## STATED GOAL
Could you edit the lines starting at the one containing "Assuming the windshield" and ending at the one containing "[304,288,372,366]", replacing "license plate" with "registration plate" and leaving everything else unchanged? Give back only those lines.

## MATERIALS PROVIDED
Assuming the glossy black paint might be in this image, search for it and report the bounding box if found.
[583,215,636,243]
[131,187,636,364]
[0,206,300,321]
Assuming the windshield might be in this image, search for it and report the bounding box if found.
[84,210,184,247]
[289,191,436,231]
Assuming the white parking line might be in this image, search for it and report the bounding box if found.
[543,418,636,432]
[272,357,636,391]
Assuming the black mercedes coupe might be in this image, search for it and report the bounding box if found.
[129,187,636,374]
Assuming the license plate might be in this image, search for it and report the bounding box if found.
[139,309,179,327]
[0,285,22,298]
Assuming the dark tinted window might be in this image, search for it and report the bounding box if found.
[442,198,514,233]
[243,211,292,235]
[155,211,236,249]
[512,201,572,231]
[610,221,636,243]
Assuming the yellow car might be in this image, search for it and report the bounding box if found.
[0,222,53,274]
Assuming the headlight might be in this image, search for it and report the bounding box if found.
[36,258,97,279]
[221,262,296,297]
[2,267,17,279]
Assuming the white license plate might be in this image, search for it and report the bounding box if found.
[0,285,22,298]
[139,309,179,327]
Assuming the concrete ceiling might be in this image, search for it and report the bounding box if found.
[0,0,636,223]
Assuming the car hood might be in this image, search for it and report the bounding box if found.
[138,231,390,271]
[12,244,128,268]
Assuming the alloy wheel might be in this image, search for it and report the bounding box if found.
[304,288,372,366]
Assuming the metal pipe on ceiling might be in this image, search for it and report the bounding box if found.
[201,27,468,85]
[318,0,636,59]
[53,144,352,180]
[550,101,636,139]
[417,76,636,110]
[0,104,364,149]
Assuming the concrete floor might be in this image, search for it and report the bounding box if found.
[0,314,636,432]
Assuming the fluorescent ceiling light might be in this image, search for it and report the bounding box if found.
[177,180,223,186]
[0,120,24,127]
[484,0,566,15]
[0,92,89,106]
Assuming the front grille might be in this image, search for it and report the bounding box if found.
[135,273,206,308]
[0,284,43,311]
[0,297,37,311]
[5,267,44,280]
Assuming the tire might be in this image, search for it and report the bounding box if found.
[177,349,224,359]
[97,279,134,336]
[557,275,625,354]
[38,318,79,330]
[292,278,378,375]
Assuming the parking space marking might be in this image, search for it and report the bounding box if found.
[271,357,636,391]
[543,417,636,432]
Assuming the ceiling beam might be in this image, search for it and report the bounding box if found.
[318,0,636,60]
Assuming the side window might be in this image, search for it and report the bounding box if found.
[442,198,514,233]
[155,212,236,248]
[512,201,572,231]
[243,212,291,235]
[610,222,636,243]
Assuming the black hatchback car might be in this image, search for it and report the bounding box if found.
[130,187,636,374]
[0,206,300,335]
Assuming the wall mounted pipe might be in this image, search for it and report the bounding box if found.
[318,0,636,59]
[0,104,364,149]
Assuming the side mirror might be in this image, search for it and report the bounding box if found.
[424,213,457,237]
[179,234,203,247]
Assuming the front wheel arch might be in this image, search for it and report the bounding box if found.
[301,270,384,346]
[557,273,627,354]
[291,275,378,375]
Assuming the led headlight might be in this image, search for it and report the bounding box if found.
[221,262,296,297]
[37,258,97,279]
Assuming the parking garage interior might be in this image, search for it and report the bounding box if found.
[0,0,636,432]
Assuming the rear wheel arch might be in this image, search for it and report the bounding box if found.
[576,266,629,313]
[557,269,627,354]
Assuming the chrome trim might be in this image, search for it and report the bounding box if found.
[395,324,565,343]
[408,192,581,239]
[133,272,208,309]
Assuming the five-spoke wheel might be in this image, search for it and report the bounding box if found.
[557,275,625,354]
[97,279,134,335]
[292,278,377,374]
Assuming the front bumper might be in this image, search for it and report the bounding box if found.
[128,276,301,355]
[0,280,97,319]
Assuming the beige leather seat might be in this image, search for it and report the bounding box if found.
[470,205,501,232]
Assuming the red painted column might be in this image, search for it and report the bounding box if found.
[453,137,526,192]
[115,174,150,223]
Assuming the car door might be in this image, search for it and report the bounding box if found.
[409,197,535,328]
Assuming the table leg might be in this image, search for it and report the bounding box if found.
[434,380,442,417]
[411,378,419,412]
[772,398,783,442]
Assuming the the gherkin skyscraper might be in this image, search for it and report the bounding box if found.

## RESULT
Assuming the windshield might be in this image, search for it and report the bounding box if found.
[84,210,184,247]
[289,191,436,231]
Assuming the white parking line might be in this image, search for it and report the bounding box if found.
[543,418,636,432]
[272,357,636,391]
Assuming the black mercedes coupe might be in this image, search for it and report the bounding box if found.
[129,187,636,374]
Assuming the registration plate might be in this image, search for it and report the bounding box if found.
[139,309,179,327]
[0,285,22,298]
Assuming the dark tinted window might be in this image, search for it and report the bounding box if found.
[442,198,514,233]
[243,211,292,235]
[155,211,236,249]
[512,201,572,231]
[610,221,636,243]
Assuming the yellow car might be in this image, search for it and report the bounding box if found.
[0,222,53,274]
Assuming the headlight might be in this image, search for it and report the bounding box if found.
[36,258,97,279]
[221,262,296,297]
[2,267,17,279]
Assuming the white registration plate might be in this image, search for it and report the bounding box if found.
[0,285,22,298]
[139,309,179,327]
Assuming the concrete ceiling might be in this image, search for it and report the bounding box if found.
[0,0,636,223]
Assuming the car hood might be in this image, search for it and report the bounding box if found.
[138,231,390,271]
[12,244,128,268]
Assuming the alloy wheel might be in this image, search for it and report the bounding box if found.
[304,288,372,366]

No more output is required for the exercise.